- TASK DESCRIPTION: Word for word, repeat every entry that appears below.
**** THE DATA ****
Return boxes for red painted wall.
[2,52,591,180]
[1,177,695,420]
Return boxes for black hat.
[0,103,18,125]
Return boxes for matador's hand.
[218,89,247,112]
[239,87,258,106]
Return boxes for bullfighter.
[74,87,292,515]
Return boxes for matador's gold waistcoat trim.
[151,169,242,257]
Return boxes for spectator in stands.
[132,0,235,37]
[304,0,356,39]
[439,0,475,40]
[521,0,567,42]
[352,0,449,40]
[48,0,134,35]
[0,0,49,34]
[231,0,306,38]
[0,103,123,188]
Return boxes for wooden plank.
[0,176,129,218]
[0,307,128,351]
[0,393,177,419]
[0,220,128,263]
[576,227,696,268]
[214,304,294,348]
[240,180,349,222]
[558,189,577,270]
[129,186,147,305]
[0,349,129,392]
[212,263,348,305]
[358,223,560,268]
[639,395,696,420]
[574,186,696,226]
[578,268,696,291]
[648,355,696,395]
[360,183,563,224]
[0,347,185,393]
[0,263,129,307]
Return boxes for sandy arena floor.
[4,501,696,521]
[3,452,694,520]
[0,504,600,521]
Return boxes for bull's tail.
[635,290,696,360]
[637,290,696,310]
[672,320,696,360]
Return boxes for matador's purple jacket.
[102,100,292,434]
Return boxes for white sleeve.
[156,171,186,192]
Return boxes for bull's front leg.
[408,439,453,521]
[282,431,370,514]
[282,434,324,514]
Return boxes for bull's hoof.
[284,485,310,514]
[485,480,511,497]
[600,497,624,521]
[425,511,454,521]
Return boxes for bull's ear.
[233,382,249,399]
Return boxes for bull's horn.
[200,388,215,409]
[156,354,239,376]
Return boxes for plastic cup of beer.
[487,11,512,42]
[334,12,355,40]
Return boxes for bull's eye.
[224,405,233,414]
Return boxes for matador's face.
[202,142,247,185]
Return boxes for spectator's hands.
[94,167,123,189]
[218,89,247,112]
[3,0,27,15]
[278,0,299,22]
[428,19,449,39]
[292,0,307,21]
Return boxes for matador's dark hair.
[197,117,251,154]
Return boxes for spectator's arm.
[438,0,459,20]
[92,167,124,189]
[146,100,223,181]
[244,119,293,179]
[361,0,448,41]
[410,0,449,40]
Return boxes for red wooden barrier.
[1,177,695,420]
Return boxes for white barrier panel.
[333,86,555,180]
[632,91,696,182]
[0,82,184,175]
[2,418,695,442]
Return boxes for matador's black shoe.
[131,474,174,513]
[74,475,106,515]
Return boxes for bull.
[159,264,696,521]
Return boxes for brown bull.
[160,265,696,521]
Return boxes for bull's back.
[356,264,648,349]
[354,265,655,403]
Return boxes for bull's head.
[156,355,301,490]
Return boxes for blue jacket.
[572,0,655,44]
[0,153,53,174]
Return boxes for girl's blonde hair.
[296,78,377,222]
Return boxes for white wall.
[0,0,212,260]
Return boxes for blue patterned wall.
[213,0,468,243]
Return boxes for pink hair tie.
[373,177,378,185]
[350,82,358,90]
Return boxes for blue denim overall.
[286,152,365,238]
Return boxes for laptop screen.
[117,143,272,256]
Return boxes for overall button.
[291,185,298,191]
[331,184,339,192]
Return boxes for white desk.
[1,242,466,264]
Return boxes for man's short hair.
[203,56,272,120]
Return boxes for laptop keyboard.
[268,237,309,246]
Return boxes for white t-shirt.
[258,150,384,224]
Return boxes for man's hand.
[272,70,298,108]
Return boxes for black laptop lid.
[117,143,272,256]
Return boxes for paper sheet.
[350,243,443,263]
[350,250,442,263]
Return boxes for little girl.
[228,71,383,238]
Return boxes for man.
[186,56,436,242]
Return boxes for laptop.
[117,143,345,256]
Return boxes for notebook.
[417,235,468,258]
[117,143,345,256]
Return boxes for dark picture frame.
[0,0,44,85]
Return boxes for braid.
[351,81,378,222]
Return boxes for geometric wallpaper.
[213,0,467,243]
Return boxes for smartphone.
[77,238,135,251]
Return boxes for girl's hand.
****
- RESPONSE TO THIS TASK:
Return boxes for red painted wall.
[2,52,591,180]
[1,177,695,420]
Return boxes for black hat.
[0,103,18,125]
Return boxes for matador's hand.
[218,89,247,112]
[239,87,258,106]
Return boxes for bullfighter.
[74,87,292,515]
Return boxes for matador's gold waistcoat trim.
[151,169,242,257]
Return boxes for spectator in stands.
[132,0,235,37]
[304,0,356,39]
[439,0,475,40]
[521,0,567,42]
[352,0,449,40]
[48,0,134,35]
[0,0,49,34]
[231,0,306,38]
[0,103,123,188]
Return boxes for wooden plank.
[0,176,129,218]
[0,307,128,351]
[0,393,177,419]
[0,220,128,263]
[576,227,696,268]
[214,304,294,348]
[240,180,349,222]
[558,189,577,270]
[129,186,147,305]
[0,349,129,392]
[212,263,348,305]
[358,223,560,268]
[639,395,696,420]
[574,186,696,226]
[578,268,696,291]
[648,355,696,395]
[360,183,563,224]
[0,347,185,393]
[0,263,129,307]
Return boxes for sandy arena floor.
[4,501,696,521]
[3,452,694,520]
[0,504,600,521]
Return boxes for bull's tail.
[635,290,696,360]
[637,290,696,310]
[672,320,696,360]
Return boxes for matador's purple jacket.
[102,100,292,434]
Return boxes for white sleeve.
[156,171,186,192]
Return boxes for bull's front leg.
[408,439,453,521]
[282,431,370,514]
[282,434,324,514]
Return boxes for bull's hoof.
[284,485,310,514]
[485,480,511,497]
[600,497,624,521]
[425,511,454,521]
Return boxes for bull's ear.
[233,382,249,399]
Return boxes for bull's horn.
[200,388,215,409]
[156,354,239,376]
Return boxes for plastic cup of beer.
[487,11,512,42]
[334,12,355,40]
Return boxes for bull's eye.
[224,405,233,414]
Return boxes for matador's face.
[202,142,247,185]
Return boxes for spectator's hands.
[94,167,123,189]
[218,89,247,112]
[3,0,27,15]
[278,0,299,22]
[428,19,449,39]
[292,0,307,21]
Return boxes for matador's dark hair.
[197,117,251,154]
Return boxes for spectator's arm.
[438,0,459,20]
[92,167,124,189]
[146,100,223,181]
[244,119,293,179]
[361,0,448,41]
[410,0,449,40]
Return boxes for red wooden barrier.
[1,177,695,420]
Return boxes for white barrier panel.
[333,86,555,180]
[632,91,696,182]
[0,82,184,175]
[2,418,695,442]
Return boxes for matador's black shoe.
[131,474,174,513]
[74,475,106,515]
Return boxes for bull.
[159,264,696,521]
Return boxes for brown bull.
[160,265,696,521]
Return boxes for bull's back.
[356,264,648,349]
[354,265,655,403]
Return boxes for bull's head.
[156,355,301,490]
Return boxes for blue jacket.
[572,0,655,44]
[0,153,53,174]
Return boxes for girl's blonde hair.
[296,78,377,222]
Return boxes for white wall.
[0,0,212,260]
Return boxes for blue patterned wall.
[213,0,468,243]
Return boxes for pink hair tie.
[373,177,378,185]
[350,82,358,90]
Return boxes for blue denim overall.
[286,152,365,238]
Return boxes for laptop screen.
[117,143,272,256]
Return boxes for overall button.
[291,185,298,191]
[331,184,339,192]
Return boxes for white desk.
[1,242,466,264]
Return boxes for man's short hair.
[203,56,272,120]
Return boxes for laptop keyboard.
[268,237,309,246]
Return boxes for white t-shirt.
[258,150,384,224]
Return boxes for man's hand.
[272,70,298,108]
Return boxes for black laptop lid.
[117,143,272,256]
Return boxes for paper sheet.
[350,243,443,263]
[350,250,442,263]
Return boxes for little girl.
[228,71,383,238]
Return boxes for man.
[186,56,436,242]
Return boxes for laptop.
[117,143,345,256]
Return boxes for notebook.
[417,235,468,258]
[117,143,345,256]
Return boxes for dark picture frame.
[0,0,44,85]
Return boxes for braid.
[351,81,378,222]
Return boxes for geometric wallpaper.
[213,0,467,243]
Return boxes for smartphone.
[77,238,135,251]
Return boxes for girl's hand.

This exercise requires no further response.